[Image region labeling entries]
* * * * * * *
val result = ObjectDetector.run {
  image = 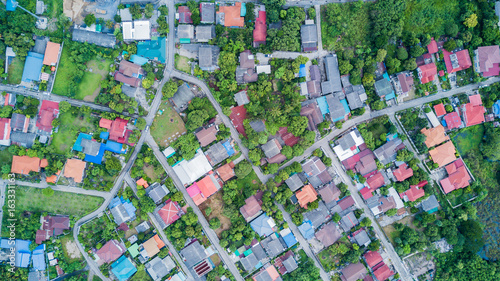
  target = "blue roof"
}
[137,37,167,63]
[73,133,92,151]
[21,52,43,82]
[316,96,330,115]
[32,244,46,270]
[299,220,314,240]
[283,232,297,248]
[299,64,306,77]
[222,140,236,156]
[111,256,137,281]
[250,213,273,236]
[130,55,149,65]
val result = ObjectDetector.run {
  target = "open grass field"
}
[7,57,24,85]
[150,100,186,147]
[16,186,104,216]
[175,56,191,74]
[51,111,95,154]
[451,124,484,155]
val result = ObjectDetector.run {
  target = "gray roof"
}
[321,55,342,94]
[81,139,101,156]
[10,131,36,148]
[375,78,394,97]
[422,195,439,212]
[200,2,215,23]
[261,139,281,158]
[172,84,194,108]
[326,94,345,120]
[373,138,403,165]
[73,29,116,48]
[198,46,212,67]
[180,240,207,267]
[240,253,259,272]
[354,230,371,246]
[285,173,305,192]
[195,25,215,42]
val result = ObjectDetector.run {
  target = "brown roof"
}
[429,141,457,167]
[10,155,40,175]
[64,159,87,183]
[196,126,217,147]
[420,125,450,148]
* * * * * * *
Direction:
Reproduce the data verbatim from its first line through the line containing "[130,55,149,65]", with both of those lines included. Leave the picture out of your copy.

Output:
val result = ObjectDetector.run {
  image = 
  target = "blue roof"
}
[137,37,167,63]
[73,133,92,151]
[21,52,43,82]
[316,96,330,115]
[32,244,46,270]
[299,220,314,240]
[283,232,297,248]
[299,64,306,77]
[222,140,236,156]
[111,256,137,281]
[250,213,273,236]
[130,55,149,65]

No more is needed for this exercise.